### EXERCISE REQUIREMENTS
a: Decide whether each statement below agrees with the text on ventral striatum reward signals. For each, answer yes or no and quote the words from the text that settle it. (i) At the outcome of each game, activity in bilateral ventral striatum correlated with the payoff amount. (ii) Total payoff points were converted into a nonmonetary reward. (iii) Expected monetary value and sophistication level were modeled at the outcome of each game.
b: Write the next paragraph of the text on ventral striatum reward signals, picking up after its final sentence.

### STUDY TEXT
The rate of subject's sophistication level estimated by our model with three different computer agent's strategy; each bar shows the rate of number of trials with an agent of the fifth-, third-, and first-order sophistication (in dark, medium, and light gray color). The left and right panels show the result of all games and only last games in each condition, respectively.

Reward signal and ventral striatum

We then analyzed BOLD fMRI signals from subjects while they performed the task. At the time of the outcome of each game (when subjects obtain a reward in the form of prey) we observed significant activity in bilateral ventral striatum that correlated with the payoff amount in each game (Fig. 4A), consistent with this region's established role in encoding the magnitude of both primary and secondary (monetary) rewards in humans (O'Doherty et al., 2004; Knutson and Cooper, 2005). In the context of the current experiment, these effects for abstract rewards provide face validity to an assumption that our task was motivating and the ensuing outcomes were rewarding. During decision making involving social interaction, a similar area is implicated in reward-related outcomes not only for material goods, such as money (Sanfey et al., 2003; King-Casas et al., 2005), but also nonmaterial goods including the experience of mutual cooperation (Rilling et al., 2002) and the acquisition of a good reputation (Izuma et al., 2008). In our task, the total payoff points are converted directly into monetary reward. To address whether there might be specific striatal activity associated with cooperation over and above that associated with the expected monetary value, we modeled expected monetary value and the subject's sophistication level at the stag's move event of each trial in the same analysis. This analysis revealed a focus of activity in the ventral striatum (Fig. 4B), consistent with “added value” associated with cooperation per se (as indexed by sophistication level, which is strongly correlated with cooperativity).

### SOURCE MATERIAL
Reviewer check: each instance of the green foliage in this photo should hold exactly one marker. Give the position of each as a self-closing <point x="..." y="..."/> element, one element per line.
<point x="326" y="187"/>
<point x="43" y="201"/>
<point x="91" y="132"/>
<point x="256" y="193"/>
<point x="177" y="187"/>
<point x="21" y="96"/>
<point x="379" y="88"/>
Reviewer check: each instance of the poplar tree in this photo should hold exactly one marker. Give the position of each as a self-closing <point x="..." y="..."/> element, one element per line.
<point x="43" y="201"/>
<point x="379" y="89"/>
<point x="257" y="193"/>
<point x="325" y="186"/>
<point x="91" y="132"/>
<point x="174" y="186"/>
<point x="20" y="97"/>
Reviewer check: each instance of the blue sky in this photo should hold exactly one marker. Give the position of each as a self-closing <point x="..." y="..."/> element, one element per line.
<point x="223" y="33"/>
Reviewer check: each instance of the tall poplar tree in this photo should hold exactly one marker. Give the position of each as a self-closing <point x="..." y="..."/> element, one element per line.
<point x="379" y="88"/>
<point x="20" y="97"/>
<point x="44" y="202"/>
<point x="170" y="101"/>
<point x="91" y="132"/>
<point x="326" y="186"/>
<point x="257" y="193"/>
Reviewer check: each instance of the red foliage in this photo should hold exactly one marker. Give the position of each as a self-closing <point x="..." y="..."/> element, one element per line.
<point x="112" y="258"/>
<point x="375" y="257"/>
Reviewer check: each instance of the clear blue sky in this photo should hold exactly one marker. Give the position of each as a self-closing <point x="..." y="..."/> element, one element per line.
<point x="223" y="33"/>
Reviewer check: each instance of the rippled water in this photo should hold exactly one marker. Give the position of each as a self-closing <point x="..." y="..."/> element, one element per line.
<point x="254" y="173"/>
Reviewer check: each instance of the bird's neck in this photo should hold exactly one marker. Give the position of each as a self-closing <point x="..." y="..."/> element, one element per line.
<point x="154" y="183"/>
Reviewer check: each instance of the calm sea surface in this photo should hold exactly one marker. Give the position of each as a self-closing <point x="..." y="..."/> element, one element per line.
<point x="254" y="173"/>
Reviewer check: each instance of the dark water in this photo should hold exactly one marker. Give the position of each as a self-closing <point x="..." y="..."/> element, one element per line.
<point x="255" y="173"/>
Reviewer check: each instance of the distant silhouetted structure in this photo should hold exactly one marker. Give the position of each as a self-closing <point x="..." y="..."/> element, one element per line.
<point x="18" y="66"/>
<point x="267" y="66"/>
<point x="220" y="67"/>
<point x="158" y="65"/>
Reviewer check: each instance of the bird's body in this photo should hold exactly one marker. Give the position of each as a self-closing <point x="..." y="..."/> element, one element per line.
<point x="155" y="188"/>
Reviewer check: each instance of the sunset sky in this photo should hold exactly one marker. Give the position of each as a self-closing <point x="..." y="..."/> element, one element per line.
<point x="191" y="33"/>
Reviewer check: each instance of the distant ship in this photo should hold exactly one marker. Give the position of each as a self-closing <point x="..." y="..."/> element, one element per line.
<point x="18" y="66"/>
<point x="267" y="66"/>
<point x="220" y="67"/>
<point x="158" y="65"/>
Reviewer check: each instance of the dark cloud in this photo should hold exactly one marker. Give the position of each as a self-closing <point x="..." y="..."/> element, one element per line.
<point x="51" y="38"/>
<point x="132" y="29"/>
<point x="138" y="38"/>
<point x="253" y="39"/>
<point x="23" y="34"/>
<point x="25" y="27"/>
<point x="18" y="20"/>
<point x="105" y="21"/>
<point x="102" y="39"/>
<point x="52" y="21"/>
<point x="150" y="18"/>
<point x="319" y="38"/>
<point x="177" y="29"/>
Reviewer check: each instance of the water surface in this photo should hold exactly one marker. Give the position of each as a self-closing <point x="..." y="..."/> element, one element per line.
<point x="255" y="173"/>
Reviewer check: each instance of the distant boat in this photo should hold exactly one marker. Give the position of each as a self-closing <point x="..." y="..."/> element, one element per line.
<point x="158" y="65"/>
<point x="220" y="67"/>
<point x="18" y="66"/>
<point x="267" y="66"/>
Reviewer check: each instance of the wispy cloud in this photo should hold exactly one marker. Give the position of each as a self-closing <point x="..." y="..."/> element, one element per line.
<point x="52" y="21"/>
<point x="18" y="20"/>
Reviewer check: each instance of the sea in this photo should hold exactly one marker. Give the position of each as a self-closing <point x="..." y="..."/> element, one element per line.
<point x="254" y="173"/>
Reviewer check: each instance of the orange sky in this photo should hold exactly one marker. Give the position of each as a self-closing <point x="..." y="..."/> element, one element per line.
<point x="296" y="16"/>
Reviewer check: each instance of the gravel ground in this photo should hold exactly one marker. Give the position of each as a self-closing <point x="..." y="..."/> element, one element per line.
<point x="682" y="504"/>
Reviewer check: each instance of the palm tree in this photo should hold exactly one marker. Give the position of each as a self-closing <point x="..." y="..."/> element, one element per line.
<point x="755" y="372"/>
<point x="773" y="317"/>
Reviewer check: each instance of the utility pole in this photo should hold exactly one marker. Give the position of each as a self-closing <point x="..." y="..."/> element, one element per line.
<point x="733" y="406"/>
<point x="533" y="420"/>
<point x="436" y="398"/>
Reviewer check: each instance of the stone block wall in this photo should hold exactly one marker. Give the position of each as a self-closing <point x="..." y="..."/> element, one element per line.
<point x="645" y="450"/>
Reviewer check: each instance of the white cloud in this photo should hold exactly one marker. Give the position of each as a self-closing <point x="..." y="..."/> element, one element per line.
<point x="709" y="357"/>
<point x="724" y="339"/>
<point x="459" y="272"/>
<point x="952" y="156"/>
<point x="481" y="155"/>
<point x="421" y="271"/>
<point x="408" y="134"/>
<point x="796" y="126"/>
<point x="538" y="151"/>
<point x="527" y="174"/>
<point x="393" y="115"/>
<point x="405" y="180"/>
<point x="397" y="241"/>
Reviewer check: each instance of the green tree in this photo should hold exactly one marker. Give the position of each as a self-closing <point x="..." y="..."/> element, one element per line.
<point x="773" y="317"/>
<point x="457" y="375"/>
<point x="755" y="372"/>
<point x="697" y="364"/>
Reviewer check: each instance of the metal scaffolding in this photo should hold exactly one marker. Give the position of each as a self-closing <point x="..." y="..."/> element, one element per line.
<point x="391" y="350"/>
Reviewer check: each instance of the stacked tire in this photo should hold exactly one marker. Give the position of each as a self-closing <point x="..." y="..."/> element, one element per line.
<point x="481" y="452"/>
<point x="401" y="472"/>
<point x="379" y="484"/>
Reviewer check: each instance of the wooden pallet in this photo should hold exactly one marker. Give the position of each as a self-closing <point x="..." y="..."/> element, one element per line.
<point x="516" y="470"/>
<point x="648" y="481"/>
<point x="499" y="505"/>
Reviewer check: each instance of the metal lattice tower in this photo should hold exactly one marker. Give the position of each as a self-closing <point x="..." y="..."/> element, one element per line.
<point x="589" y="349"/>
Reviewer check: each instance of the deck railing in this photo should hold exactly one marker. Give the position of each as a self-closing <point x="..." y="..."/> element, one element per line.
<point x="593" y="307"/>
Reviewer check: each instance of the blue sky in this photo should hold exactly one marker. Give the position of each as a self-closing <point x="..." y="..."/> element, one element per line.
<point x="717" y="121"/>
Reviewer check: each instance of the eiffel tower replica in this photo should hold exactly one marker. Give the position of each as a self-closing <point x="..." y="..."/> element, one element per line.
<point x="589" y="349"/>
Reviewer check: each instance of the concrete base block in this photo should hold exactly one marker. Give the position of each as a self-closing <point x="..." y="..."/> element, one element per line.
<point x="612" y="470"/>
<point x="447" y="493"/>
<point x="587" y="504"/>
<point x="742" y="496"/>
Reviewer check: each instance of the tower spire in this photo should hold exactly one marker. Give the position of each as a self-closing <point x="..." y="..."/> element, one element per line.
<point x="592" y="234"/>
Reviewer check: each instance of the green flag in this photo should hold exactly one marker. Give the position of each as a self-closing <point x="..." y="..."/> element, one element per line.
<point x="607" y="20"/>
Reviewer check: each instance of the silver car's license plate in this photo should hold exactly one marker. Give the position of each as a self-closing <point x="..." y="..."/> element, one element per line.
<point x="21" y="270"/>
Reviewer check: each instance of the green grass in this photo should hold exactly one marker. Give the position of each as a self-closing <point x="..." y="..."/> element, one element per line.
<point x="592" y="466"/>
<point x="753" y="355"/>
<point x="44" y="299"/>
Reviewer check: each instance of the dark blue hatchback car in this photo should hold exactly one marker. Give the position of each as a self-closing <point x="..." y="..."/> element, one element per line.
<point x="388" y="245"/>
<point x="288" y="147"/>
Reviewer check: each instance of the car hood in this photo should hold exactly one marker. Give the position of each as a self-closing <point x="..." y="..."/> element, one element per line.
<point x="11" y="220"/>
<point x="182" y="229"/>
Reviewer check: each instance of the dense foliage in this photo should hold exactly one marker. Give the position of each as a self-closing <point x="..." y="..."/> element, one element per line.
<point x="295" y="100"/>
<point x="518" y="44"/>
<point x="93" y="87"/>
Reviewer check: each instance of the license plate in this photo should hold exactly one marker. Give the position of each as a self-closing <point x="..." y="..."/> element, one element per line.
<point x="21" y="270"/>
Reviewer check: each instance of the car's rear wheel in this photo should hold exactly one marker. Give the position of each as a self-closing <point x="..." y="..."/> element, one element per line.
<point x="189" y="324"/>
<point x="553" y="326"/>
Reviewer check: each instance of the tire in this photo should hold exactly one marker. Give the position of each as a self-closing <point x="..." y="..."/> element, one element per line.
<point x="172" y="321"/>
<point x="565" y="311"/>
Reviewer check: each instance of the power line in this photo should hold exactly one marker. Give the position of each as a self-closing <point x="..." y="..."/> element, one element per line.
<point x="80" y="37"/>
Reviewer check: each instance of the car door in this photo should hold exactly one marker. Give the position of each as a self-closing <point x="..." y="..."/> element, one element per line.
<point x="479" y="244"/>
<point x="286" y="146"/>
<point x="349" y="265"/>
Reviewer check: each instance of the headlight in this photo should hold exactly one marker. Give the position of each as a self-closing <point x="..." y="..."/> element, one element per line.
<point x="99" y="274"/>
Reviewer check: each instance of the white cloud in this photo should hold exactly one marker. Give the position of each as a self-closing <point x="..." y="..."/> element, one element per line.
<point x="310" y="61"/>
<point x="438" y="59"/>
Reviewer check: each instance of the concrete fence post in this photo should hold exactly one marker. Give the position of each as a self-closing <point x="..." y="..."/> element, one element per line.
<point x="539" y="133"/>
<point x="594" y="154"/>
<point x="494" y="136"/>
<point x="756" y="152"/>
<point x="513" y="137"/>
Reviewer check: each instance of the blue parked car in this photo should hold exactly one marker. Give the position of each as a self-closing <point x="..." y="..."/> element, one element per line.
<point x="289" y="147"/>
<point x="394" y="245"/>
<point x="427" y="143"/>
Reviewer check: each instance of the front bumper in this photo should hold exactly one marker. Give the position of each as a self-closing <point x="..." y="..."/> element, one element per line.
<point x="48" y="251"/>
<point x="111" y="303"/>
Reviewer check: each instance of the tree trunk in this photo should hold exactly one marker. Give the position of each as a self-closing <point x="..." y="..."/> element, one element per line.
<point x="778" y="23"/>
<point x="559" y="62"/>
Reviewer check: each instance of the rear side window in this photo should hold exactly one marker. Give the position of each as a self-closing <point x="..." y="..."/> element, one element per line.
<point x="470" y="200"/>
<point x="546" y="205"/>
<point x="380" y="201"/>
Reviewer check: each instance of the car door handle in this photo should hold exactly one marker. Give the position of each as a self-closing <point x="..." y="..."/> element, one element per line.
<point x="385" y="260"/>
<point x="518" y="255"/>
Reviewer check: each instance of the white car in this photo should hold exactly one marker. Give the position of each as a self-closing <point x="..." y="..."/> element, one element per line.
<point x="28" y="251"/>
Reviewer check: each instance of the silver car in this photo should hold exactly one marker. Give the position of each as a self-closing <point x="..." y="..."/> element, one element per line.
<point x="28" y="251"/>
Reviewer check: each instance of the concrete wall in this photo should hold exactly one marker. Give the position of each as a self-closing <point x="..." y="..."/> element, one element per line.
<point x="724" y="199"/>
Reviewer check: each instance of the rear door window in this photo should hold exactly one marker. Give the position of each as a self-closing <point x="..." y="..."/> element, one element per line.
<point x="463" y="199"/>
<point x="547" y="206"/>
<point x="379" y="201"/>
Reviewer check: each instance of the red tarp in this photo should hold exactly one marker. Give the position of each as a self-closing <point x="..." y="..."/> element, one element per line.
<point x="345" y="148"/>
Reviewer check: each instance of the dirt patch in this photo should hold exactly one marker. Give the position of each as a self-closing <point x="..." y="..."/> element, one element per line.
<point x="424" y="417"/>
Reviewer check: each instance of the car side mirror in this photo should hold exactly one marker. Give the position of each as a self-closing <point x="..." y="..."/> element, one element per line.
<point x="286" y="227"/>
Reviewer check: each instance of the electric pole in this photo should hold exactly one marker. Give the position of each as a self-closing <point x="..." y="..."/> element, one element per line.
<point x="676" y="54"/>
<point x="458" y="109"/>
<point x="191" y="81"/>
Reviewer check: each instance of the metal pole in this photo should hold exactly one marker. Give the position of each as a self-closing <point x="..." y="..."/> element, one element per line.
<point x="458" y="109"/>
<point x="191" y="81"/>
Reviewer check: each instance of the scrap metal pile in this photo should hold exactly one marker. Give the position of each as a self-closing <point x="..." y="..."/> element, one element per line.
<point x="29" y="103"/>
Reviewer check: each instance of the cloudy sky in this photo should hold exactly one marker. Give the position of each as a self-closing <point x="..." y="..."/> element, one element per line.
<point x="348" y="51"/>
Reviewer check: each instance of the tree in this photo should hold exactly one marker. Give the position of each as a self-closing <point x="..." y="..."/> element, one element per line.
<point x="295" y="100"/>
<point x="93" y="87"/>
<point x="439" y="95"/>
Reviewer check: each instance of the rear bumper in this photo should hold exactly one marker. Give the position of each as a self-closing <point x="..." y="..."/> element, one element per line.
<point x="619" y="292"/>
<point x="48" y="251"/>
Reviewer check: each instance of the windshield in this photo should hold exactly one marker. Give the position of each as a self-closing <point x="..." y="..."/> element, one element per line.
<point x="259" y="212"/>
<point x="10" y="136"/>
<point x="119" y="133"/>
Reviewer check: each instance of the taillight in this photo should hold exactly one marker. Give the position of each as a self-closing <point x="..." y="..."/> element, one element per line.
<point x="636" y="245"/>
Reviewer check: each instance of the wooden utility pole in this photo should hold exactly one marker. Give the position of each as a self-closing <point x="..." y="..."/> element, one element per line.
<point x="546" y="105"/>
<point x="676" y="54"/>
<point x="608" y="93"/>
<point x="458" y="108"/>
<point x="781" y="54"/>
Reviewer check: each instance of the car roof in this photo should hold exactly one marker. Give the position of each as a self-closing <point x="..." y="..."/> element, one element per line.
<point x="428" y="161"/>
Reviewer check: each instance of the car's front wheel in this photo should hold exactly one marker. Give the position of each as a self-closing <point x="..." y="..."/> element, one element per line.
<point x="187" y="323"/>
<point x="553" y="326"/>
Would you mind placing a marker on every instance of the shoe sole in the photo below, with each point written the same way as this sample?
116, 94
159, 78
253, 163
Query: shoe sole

### TASK ANSWERS
a:
(i) Yes: "we observed significant activity in bilateral ventral striatum that correlated with the payoff amount in each game"
(ii) No: "the total payoff points are converted directly into monetary reward"
(iii) No: "we modeled expected monetary value and the subject's sophistication level at the stag's move event of each trial in the same analysis"

b:
Figure 4.

Figure 4.

Ventral striatal activity correlated with nonsocial and social reward. A, Bilateral ventral striatum [right (R), x, y, z = 16, 22, −8 mm, Z = 4.67; left (L), −10, 20, 0 mm, Z = 3.89] showed significant activity correlated with payoff at the end of each game. Both of these areas survived correction for small volume within an 8 mm sphere centered on coordinates from areas implicated in previous studies of reward (R, p < 0.01; L, p < 0.05). B, At the stag's move event time point, activity in caudal ventral striatum (8, 8, 0 mm, Z = 3.55; −10, 8, 0 mm, Z = 3.84) showed a significant correlation with sophistication level, which is itself associated with the expected social reward of cooperation.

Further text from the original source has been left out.